### Records

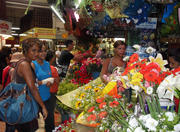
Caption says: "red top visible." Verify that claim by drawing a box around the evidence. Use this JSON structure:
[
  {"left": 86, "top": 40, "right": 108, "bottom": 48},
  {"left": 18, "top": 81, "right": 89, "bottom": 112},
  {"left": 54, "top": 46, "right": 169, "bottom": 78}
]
[
  {"left": 2, "top": 66, "right": 11, "bottom": 88},
  {"left": 50, "top": 66, "right": 59, "bottom": 93}
]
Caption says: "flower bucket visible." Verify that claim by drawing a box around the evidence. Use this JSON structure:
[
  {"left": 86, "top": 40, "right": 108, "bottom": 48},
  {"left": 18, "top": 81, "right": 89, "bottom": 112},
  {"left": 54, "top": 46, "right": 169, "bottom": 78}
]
[{"left": 92, "top": 72, "right": 100, "bottom": 79}]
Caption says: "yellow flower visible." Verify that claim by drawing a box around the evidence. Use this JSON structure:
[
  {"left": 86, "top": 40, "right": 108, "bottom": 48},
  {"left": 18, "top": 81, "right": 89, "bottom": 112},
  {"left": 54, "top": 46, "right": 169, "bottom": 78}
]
[
  {"left": 76, "top": 101, "right": 81, "bottom": 109},
  {"left": 94, "top": 88, "right": 100, "bottom": 93},
  {"left": 121, "top": 77, "right": 127, "bottom": 88},
  {"left": 149, "top": 54, "right": 168, "bottom": 70},
  {"left": 84, "top": 85, "right": 92, "bottom": 90},
  {"left": 130, "top": 72, "right": 143, "bottom": 85},
  {"left": 75, "top": 93, "right": 79, "bottom": 98},
  {"left": 132, "top": 72, "right": 143, "bottom": 82},
  {"left": 79, "top": 93, "right": 85, "bottom": 99},
  {"left": 130, "top": 69, "right": 135, "bottom": 74},
  {"left": 98, "top": 84, "right": 103, "bottom": 87}
]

### Goal of the exercise
Count the lines in the entries above that contain the word "drawing", matching case exactly, and reply with the number alone.

### Task result
3